• Your task
Write the listing below out again exactly, dropping the images.

*-*-*

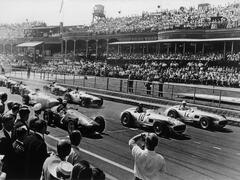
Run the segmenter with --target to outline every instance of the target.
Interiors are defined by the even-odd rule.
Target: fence
[[[166,100],[182,101],[183,99],[192,104],[202,104],[212,107],[228,108],[239,110],[239,104],[226,103],[223,100],[228,98],[239,98],[240,90],[237,88],[223,88],[203,85],[182,85],[174,83],[159,83],[139,80],[128,80],[112,77],[83,76],[74,74],[60,74],[50,72],[27,72],[19,69],[8,73],[12,77],[41,79],[56,81],[58,83],[96,88],[114,92],[128,93]],[[201,97],[199,97],[201,95]],[[206,96],[205,98],[203,98]]]

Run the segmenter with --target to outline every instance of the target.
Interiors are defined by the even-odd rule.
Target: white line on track
[[[119,129],[114,131],[106,131],[106,133],[120,133],[120,132],[127,132],[129,129]]]
[[[129,129],[131,129],[133,131],[137,131],[138,130],[137,128],[129,128]]]
[[[54,136],[52,136],[52,135],[47,135],[47,136],[48,136],[49,138],[55,140],[55,141],[59,141],[59,140],[60,140],[59,138],[54,137]],[[116,167],[118,167],[118,168],[120,168],[120,169],[122,169],[122,170],[124,170],[124,171],[130,172],[130,173],[134,173],[132,169],[130,169],[130,168],[126,167],[126,166],[123,166],[123,165],[121,165],[121,164],[119,164],[119,163],[116,163],[116,162],[111,161],[111,160],[109,160],[109,159],[107,159],[107,158],[104,158],[104,157],[102,157],[102,156],[99,156],[99,155],[97,155],[97,154],[95,154],[95,153],[92,153],[92,152],[86,150],[86,149],[83,149],[83,148],[79,148],[79,149],[80,149],[80,151],[82,151],[82,152],[84,152],[84,153],[86,153],[86,154],[88,154],[88,155],[90,155],[90,156],[93,156],[93,157],[95,157],[95,158],[98,158],[98,159],[100,159],[100,160],[102,160],[102,161],[104,161],[104,162],[106,162],[106,163],[109,163],[109,164],[111,164],[111,165],[113,165],[113,166],[116,166]]]
[[[214,149],[221,150],[222,148],[213,146]]]
[[[195,144],[201,144],[200,142],[197,142],[197,141],[193,141]]]
[[[240,153],[237,153],[238,156],[240,156]]]

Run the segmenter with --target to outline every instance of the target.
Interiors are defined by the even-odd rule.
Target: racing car
[[[224,115],[216,115],[189,106],[183,108],[181,105],[176,105],[166,109],[164,114],[179,119],[182,122],[196,123],[200,125],[202,129],[213,127],[223,128],[228,123]]]
[[[126,127],[152,129],[158,136],[183,134],[186,130],[186,125],[177,119],[168,117],[153,109],[138,112],[136,107],[126,109],[121,113],[121,123]]]
[[[57,96],[62,96],[66,92],[69,91],[68,88],[65,88],[63,86],[57,85],[55,83],[51,83],[48,85],[43,86],[44,90],[49,90],[52,94],[57,95]]]
[[[5,86],[6,79],[6,76],[0,75],[0,86]]]
[[[57,110],[54,106],[43,113],[43,119],[53,122],[54,125],[67,129],[70,133],[75,129],[84,135],[102,133],[105,129],[105,120],[102,116],[91,119],[73,108],[67,108],[64,112]]]
[[[97,107],[101,107],[103,105],[102,98],[78,90],[67,92],[64,95],[64,99],[67,100],[68,103],[80,104],[82,107],[89,107],[90,105],[96,105]]]

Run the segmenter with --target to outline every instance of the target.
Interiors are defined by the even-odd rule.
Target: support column
[[[98,57],[98,40],[96,40],[96,58]]]
[[[142,45],[142,53],[143,53],[143,54],[144,54],[144,48],[145,48],[145,47],[144,47],[144,44],[143,44],[143,45]]]
[[[73,41],[73,55],[76,55],[76,40]]]
[[[132,50],[132,53],[135,52],[135,44],[133,44],[133,50]]]
[[[45,56],[45,48],[44,48],[44,44],[42,44],[42,58],[44,58]]]
[[[118,54],[120,53],[120,44],[118,44]]]
[[[169,49],[170,49],[170,47],[169,47],[169,45],[167,45],[167,55],[169,55]]]
[[[183,55],[185,54],[186,43],[183,43]]]
[[[149,53],[149,48],[148,48],[148,44],[147,44],[147,54]]]
[[[86,40],[86,57],[88,56],[88,40]]]
[[[33,62],[36,62],[36,48],[33,49]]]
[[[175,49],[174,49],[175,54],[177,54],[177,43],[175,43]]]
[[[131,54],[132,53],[132,45],[130,44],[129,45],[129,54]]]
[[[3,44],[3,53],[6,54],[6,45]]]
[[[108,57],[108,53],[109,53],[109,39],[107,39],[107,52],[106,52],[106,54],[107,54],[107,57]]]
[[[233,48],[234,48],[234,41],[232,41],[231,54],[233,54]]]
[[[223,55],[224,55],[224,57],[226,55],[226,41],[224,41],[224,43],[223,43]]]
[[[61,41],[61,54],[63,54],[63,45],[64,45],[64,40]]]
[[[67,57],[67,40],[65,40],[65,58]]]
[[[13,44],[11,43],[11,54],[13,54]]]
[[[197,54],[197,43],[194,45],[194,53]]]
[[[205,50],[205,44],[202,44],[202,54],[204,54],[204,50]]]

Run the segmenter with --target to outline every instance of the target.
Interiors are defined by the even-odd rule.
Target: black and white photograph
[[[240,180],[240,0],[0,0],[0,180]]]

*-*-*

• Exercise answer
Run the segmenter with --target to outline every instance of the target.
Interiors are defined by the even-odd rule.
Target: fence
[[[166,100],[182,101],[183,99],[192,104],[202,104],[212,107],[228,108],[239,110],[239,104],[226,103],[223,100],[228,98],[239,98],[240,90],[237,88],[223,88],[203,85],[182,85],[174,83],[159,83],[139,80],[128,80],[112,77],[83,76],[74,74],[60,74],[50,72],[27,72],[19,69],[8,73],[12,77],[41,79],[56,81],[58,83],[96,88],[114,92],[128,93]],[[201,97],[199,97],[201,95]],[[206,96],[205,98],[203,98]]]

Run the segmenter with --target to outline every instance of the target.
Interiors are defined by the even-odd rule.
Target: white line on track
[[[119,129],[114,131],[106,131],[106,133],[120,133],[120,132],[127,132],[129,129]]]
[[[129,129],[131,129],[133,131],[137,131],[138,130],[137,128],[129,128]]]
[[[54,136],[52,136],[52,135],[47,135],[47,136],[48,136],[49,138],[55,140],[55,141],[59,141],[59,140],[60,140],[59,138],[54,137]],[[116,167],[118,167],[118,168],[120,168],[120,169],[122,169],[122,170],[124,170],[124,171],[130,172],[130,173],[134,173],[132,169],[130,169],[130,168],[126,167],[126,166],[123,166],[123,165],[121,165],[121,164],[119,164],[119,163],[116,163],[116,162],[111,161],[111,160],[109,160],[109,159],[107,159],[107,158],[104,158],[104,157],[102,157],[102,156],[99,156],[99,155],[97,155],[97,154],[95,154],[95,153],[92,153],[92,152],[86,150],[86,149],[83,149],[83,148],[79,148],[79,149],[80,149],[80,151],[82,151],[82,152],[84,152],[84,153],[86,153],[86,154],[88,154],[88,155],[90,155],[90,156],[93,156],[93,157],[95,157],[95,158],[98,158],[98,159],[100,159],[100,160],[102,160],[102,161],[104,161],[104,162],[106,162],[106,163],[109,163],[109,164],[111,164],[111,165],[113,165],[113,166],[116,166]]]
[[[214,149],[221,150],[222,148],[213,146]]]
[[[195,144],[201,144],[200,142],[197,142],[197,141],[193,141]]]
[[[240,153],[237,153],[238,156],[240,156]]]

Run the segmenter with --target to outline every instance of the target.
Interiors are defined by the even-odd rule.
Target: racing car
[[[224,115],[216,115],[189,106],[183,108],[181,105],[176,105],[166,109],[164,114],[179,119],[182,122],[196,123],[200,125],[202,129],[213,127],[223,128],[228,123]]]
[[[126,127],[152,129],[158,136],[183,134],[186,130],[186,125],[177,119],[168,117],[153,109],[138,112],[136,107],[126,109],[121,113],[121,123]]]
[[[57,96],[62,96],[66,92],[69,91],[68,88],[65,88],[63,86],[57,85],[55,83],[51,83],[48,85],[43,86],[44,90],[49,90],[52,94],[57,95]]]
[[[5,86],[6,79],[6,76],[0,75],[0,86]]]
[[[57,110],[54,106],[43,113],[43,119],[53,122],[54,125],[67,129],[70,133],[75,129],[84,135],[102,133],[105,129],[105,120],[102,116],[91,119],[73,108],[67,108],[64,112]]]
[[[97,107],[101,107],[103,105],[102,98],[78,90],[67,92],[64,95],[64,99],[67,100],[68,103],[80,104],[82,107],[89,107],[90,105],[96,105]]]

Run the segmenter with --target to outline every instance of the target.
Interiors are defined by the even-odd rule.
Target: support column
[[[98,57],[98,40],[96,40],[96,58]]]
[[[142,45],[142,53],[143,53],[143,54],[144,54],[144,48],[145,48],[145,47],[144,47],[144,44],[143,44],[143,45]]]
[[[73,41],[73,55],[76,55],[76,40]]]
[[[132,50],[132,53],[135,52],[135,44],[133,44],[133,50]]]
[[[45,56],[45,48],[44,48],[44,44],[42,44],[42,58],[44,58]]]
[[[118,54],[120,53],[120,44],[118,44]]]
[[[169,49],[170,49],[170,47],[169,47],[169,45],[167,45],[167,55],[169,55]]]
[[[183,55],[185,54],[186,43],[183,43]]]
[[[149,53],[149,48],[148,48],[148,44],[147,44],[147,54]]]
[[[86,40],[86,57],[88,56],[88,40]]]
[[[33,62],[36,62],[36,48],[33,49]]]
[[[175,49],[174,49],[175,54],[177,54],[177,43],[175,43]]]
[[[131,54],[132,53],[132,45],[130,44],[129,45],[129,54]]]
[[[3,44],[3,53],[6,54],[6,45]]]
[[[108,57],[108,53],[109,53],[109,39],[107,39],[107,52],[106,52],[106,54],[107,54],[107,57]]]
[[[233,48],[234,48],[234,41],[232,41],[231,54],[233,54]]]
[[[223,55],[224,55],[224,57],[226,55],[226,41],[224,41],[224,43],[223,43]]]
[[[61,41],[61,54],[63,54],[63,45],[64,45],[64,40]]]
[[[67,57],[67,40],[65,40],[65,58]]]
[[[13,44],[11,43],[11,54],[13,54]]]
[[[197,54],[197,43],[194,45],[194,53]]]
[[[205,50],[205,44],[202,44],[202,54],[204,54],[204,50]]]

Run the segmenter with --target to outline every instance of the target.
Interiors are defined by the even-odd rule.
Target: black and white photograph
[[[240,180],[240,0],[0,0],[0,180]]]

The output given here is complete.